_The task_
Set down exactly, and only, the lines from the one with "Target: white subway tile wall" to the final line of the entries, both included.

_Source data_
##########
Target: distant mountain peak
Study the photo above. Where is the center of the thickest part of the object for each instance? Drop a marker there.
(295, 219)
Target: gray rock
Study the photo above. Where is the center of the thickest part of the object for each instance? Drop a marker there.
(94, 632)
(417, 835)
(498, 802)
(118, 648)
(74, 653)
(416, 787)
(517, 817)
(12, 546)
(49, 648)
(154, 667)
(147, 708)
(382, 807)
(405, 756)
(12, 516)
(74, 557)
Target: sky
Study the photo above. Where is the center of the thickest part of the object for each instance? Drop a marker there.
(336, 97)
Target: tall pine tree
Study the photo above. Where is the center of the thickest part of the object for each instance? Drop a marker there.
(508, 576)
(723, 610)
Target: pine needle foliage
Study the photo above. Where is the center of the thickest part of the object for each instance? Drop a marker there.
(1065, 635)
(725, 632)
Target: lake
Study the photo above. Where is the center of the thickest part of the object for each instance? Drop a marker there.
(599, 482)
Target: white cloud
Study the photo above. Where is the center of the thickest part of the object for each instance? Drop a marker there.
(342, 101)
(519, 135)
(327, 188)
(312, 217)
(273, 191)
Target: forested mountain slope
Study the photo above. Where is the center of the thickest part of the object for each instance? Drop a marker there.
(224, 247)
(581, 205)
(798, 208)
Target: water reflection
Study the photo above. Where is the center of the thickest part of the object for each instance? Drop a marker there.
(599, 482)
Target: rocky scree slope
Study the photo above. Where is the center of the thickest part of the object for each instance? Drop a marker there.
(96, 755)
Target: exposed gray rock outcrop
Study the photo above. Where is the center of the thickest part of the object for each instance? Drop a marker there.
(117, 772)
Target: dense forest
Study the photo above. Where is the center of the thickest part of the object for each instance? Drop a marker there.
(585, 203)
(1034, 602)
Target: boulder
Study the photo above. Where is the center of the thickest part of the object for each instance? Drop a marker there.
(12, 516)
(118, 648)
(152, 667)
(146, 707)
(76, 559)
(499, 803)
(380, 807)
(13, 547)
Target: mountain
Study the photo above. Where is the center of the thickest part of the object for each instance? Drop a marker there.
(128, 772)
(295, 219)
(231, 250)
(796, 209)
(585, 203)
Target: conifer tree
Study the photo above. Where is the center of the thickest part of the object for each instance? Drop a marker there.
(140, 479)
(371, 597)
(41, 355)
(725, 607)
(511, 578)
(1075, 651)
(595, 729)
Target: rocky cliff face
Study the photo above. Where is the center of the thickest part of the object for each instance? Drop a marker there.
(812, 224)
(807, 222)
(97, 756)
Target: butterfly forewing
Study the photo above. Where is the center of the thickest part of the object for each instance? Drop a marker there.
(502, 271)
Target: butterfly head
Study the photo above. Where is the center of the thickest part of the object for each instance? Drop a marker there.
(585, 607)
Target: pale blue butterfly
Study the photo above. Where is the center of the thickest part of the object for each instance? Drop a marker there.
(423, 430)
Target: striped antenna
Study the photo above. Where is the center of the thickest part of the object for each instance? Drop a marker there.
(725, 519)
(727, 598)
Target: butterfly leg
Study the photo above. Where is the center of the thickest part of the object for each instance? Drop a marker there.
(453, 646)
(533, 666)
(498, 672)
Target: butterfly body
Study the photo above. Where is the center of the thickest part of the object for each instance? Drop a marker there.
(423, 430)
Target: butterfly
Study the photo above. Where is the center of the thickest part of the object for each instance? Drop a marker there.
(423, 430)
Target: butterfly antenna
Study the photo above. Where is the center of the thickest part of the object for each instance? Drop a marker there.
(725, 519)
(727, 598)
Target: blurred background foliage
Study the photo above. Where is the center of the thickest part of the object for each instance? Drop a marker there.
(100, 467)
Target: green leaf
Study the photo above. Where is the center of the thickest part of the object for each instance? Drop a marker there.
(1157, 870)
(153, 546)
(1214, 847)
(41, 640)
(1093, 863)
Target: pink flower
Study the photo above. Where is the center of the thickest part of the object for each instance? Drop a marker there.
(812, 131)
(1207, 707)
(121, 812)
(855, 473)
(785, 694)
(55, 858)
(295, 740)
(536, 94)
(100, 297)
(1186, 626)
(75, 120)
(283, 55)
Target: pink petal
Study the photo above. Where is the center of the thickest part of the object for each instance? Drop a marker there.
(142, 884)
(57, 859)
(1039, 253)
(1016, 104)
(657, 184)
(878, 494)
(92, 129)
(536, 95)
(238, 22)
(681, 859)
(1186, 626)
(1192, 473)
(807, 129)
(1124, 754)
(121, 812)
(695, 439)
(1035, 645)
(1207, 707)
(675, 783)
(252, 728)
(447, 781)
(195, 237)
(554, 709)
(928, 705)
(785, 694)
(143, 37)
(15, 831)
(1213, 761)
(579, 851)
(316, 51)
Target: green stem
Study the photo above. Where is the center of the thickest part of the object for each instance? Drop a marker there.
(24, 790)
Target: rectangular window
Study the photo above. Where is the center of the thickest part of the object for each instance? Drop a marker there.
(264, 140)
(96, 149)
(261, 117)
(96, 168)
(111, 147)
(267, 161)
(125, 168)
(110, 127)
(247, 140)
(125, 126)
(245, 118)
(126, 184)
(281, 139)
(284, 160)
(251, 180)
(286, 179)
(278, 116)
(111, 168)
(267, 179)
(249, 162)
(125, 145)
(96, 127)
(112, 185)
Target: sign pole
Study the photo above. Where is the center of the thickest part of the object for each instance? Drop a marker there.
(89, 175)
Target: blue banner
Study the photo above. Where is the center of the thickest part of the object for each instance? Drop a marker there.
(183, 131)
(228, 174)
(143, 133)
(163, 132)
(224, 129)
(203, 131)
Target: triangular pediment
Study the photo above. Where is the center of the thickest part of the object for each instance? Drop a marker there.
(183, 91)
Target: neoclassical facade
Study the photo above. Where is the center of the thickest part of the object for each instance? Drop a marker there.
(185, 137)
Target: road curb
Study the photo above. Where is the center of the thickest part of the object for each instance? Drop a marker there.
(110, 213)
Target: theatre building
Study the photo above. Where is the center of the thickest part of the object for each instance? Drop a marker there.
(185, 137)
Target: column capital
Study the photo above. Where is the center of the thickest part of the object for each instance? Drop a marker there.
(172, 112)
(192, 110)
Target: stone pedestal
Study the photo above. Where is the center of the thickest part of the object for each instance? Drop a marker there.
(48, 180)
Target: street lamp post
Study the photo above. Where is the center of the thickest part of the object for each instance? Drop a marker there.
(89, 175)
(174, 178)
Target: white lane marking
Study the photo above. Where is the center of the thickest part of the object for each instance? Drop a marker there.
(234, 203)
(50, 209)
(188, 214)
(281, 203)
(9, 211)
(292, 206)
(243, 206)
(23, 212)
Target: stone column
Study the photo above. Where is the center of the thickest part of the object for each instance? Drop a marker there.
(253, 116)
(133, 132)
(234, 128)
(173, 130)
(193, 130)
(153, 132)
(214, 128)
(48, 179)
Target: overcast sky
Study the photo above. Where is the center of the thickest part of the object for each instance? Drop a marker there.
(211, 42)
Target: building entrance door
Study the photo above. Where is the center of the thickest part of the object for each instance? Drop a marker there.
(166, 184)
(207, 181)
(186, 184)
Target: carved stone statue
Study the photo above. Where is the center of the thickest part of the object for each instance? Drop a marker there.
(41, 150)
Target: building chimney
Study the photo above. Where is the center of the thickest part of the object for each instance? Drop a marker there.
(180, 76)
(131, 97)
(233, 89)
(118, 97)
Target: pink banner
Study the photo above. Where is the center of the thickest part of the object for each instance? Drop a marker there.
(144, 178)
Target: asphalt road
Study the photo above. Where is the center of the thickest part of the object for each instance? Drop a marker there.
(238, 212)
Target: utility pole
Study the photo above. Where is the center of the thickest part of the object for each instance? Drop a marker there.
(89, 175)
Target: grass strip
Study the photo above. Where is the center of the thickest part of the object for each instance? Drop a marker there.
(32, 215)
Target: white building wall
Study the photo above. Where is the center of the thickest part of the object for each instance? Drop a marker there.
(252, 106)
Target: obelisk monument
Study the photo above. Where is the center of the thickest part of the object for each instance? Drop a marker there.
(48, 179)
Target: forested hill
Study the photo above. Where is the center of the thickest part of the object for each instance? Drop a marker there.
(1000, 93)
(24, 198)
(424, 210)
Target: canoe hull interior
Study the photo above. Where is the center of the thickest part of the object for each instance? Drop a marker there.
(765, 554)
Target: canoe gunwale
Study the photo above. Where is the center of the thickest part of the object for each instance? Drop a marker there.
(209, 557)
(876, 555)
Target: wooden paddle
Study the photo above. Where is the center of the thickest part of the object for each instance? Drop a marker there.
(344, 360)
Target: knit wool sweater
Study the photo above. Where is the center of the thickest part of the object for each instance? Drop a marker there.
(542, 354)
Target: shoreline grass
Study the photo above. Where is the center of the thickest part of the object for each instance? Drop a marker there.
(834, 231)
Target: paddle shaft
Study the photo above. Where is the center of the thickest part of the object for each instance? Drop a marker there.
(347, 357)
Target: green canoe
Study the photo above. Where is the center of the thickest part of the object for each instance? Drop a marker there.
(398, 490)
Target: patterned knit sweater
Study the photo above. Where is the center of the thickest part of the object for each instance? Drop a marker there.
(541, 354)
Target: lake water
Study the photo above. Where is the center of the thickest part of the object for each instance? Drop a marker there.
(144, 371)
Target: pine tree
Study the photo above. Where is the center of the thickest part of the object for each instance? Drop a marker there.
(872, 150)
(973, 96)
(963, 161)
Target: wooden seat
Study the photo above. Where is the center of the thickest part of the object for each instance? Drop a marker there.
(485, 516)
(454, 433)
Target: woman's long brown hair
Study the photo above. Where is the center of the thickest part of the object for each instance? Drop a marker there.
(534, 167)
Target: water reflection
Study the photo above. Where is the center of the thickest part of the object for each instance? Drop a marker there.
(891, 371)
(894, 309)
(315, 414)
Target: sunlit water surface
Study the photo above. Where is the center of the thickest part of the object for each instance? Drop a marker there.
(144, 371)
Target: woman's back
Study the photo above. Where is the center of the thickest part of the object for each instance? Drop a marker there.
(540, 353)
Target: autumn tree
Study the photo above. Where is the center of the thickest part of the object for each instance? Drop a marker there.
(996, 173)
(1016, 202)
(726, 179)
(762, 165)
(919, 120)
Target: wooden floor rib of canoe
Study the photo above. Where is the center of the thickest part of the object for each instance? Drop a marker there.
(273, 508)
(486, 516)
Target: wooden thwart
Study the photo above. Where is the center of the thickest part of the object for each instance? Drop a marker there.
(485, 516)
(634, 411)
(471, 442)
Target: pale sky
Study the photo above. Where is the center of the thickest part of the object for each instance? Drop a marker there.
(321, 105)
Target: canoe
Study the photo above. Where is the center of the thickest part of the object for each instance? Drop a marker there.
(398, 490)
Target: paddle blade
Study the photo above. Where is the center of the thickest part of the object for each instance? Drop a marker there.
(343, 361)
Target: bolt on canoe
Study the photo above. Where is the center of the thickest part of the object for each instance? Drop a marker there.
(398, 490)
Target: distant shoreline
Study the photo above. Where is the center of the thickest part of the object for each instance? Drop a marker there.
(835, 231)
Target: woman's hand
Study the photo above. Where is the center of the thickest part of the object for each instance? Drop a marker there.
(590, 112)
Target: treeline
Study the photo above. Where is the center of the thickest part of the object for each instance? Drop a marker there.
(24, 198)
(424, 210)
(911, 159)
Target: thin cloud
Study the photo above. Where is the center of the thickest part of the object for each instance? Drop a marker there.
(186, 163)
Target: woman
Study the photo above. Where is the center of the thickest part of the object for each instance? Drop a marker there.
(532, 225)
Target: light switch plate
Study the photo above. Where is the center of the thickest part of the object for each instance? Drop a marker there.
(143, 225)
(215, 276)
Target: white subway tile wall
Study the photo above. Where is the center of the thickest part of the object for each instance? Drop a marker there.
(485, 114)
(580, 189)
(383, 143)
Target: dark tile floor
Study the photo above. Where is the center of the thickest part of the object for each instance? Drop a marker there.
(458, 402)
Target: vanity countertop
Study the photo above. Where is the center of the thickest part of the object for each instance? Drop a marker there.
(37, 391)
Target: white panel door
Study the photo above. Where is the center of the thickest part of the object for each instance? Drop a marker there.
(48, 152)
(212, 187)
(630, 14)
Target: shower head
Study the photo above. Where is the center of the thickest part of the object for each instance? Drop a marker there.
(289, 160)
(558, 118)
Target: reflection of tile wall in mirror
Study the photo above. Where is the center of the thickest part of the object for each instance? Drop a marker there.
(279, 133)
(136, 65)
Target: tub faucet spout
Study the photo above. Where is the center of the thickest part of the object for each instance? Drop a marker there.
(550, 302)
##########
_Exercise answer_
Target: white subway tile wall
Study the photo above. Where is the center of the thickest part of the object for each instance? Drop a marker there.
(485, 114)
(580, 189)
(383, 143)
Target: dark tile floor
Study the photo above. Where is the center of the thickest part of the object for each instance? Drop a marker there.
(458, 402)
Target: vanity countertop
Study the photo above. Where is the center of the thickest part of the object for each instance? Drop a marker there.
(37, 391)
Target: white panel door
Study the photo above. Where is the center of the thickest part of the object for each instance? Drop a marker there.
(48, 152)
(212, 187)
(630, 14)
Target: shower head
Study the photo above. Where is the center of the thickest part of the object for each instance? Drop a marker there.
(289, 160)
(558, 118)
Target: reflection of tile wall in mirror
Study the photo above. Where is the center of the thickest part of the object for each instance? Drop a marker there.
(279, 133)
(136, 65)
Target: tub faucet spout
Study the photo above. Where is the center of the thickest part of the object for each instance? Drop a marker there.
(550, 302)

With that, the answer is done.